**PASSAGE**

The sinus cavities are located at different locations in our head region. They are present beneath the cheek bones (the maxillaries), behind forehead and eyebrows (the frontals), on the sides of nose (the ethmoid), and behind the nose and in front of the brain (sphenoid). All of these cavities are joined together and open into another opening known as nasal passage. The nasal passage is used for breathing, letting the air in and out and for getting rid of the mucous too. Sometimes when the nasal opening is blocked due to any reason like cold, rhinitis etc. and nasal passage gets inflamed, bacteria inside the body make use of the favorable condition to grow (as there is no ventilation) and cause infection.
Sinusitis is the term for the inflammation of sinus cavities. Inflammation can be caused by either some infection, or an allergy or both of them. There are two types of sinusitis. Acute sinusitis and chronic sinusitis, acute being short lived while chronic is long term. Acute sinusitis is often seen accompanied with the cold. It usually lives for a few weeks and ends on its own without requiring any medical treatment. On the other hand, if sinusitis remains more than 3 months, it is termed as chronic sinusitis. It is more complicated and much difficult to treat. It occurs to those who have history of allergic rhinitis, improper nasal structure or asthma. A rare case of chronic sinusitis is also seen occurring because of fungus.

**DATA EXCERPTS**
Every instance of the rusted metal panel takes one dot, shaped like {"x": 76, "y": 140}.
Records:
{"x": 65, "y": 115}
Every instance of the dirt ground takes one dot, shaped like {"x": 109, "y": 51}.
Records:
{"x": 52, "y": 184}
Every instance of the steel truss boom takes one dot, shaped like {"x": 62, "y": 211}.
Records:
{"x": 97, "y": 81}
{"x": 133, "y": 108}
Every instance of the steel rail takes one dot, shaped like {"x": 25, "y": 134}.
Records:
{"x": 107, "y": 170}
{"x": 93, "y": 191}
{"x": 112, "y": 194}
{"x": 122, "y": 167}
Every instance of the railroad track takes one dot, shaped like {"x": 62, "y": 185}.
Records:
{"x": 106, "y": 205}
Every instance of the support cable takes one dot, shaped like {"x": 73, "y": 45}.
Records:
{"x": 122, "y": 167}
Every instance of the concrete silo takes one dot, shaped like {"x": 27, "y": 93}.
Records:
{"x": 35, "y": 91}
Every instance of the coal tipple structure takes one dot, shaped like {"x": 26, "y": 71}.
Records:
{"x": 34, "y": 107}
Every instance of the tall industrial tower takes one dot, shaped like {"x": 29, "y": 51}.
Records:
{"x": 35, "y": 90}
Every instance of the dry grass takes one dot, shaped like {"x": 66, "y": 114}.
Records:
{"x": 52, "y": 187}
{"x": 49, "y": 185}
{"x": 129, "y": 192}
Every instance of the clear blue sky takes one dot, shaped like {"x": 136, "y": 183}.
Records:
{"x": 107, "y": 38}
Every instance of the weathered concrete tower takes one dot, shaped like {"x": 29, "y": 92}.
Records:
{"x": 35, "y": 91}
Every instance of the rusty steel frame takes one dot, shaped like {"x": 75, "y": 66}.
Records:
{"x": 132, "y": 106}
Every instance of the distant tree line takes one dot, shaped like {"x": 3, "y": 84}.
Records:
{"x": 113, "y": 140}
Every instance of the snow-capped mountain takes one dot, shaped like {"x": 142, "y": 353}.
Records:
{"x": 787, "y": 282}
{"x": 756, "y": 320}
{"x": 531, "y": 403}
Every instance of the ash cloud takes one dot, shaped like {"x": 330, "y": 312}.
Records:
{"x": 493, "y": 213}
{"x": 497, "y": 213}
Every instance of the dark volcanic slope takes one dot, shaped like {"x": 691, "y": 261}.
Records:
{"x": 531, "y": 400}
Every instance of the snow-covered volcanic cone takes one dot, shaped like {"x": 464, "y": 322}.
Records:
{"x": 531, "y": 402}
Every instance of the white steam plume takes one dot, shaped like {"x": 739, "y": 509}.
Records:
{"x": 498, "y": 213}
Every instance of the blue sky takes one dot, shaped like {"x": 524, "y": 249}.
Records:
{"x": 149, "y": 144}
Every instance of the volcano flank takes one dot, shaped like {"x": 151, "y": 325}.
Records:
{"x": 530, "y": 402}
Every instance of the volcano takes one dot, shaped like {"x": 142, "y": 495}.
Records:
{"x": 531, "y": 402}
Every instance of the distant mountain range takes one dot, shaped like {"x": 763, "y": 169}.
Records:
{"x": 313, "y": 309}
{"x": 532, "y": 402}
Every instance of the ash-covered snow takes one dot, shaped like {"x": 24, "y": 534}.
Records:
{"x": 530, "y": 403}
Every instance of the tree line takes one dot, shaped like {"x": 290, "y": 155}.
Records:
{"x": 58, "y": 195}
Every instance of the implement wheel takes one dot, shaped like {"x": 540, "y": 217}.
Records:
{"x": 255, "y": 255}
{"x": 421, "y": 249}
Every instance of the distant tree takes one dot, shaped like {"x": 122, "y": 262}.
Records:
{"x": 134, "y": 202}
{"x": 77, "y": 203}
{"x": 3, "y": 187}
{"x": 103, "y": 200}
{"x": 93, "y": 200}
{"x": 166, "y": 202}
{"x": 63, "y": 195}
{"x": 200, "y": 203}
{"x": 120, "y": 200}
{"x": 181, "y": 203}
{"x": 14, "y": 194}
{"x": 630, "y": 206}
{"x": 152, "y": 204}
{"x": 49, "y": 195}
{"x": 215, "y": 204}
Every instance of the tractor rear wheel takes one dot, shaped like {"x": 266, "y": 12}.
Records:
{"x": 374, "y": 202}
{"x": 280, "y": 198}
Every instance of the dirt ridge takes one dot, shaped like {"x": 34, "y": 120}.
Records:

**QUESTIONS ON THE MATERIAL**
A – Say whether each statement agrees with the passage on sinusitis. Answer yes or no for each, and quote the deciding words from the passage.
(i) The frontal sinuses lie behind the forehead and eyebrows.
(ii) Acute sinusitis usually needs medical treatment to clear up.
(iii) Sinusitis that lasts more than 3 months is called chronic sinusitis.
B – Please extract from the passage on sinusitis the part that begins at the words "The sinus cavities" and stops after the words "and cause infection.".

**OUTPUTS IN ORDER**
A –
(i) Yes: "behind forehead and eyebrows (the frontals)"
(ii) No: "ends on its own without requiring any medical treatment"
(iii) Yes: "if sinusitis remains more than 3 months, it is termed as chronic sinusitis"

B –
The sinus cavities are located at different locations in our head region. They are present beneath the cheek bones (the maxillaries), behind forehead and eyebrows (the frontals), on the sides of nose (the ethmoid), and behind the nose and in front of the brain (sphenoid). All of these cavities are joined together and open into another opening known as nasal passage. The nasal passage is used for breathing, letting the air in and out and for getting rid of the mucous too. Sometimes when the nasal opening is blocked due to any reason like cold, rhinitis etc. and nasal passage gets inflamed, bacteria inside the body make use of the favorable condition to grow (as there is no ventilation) and cause infection.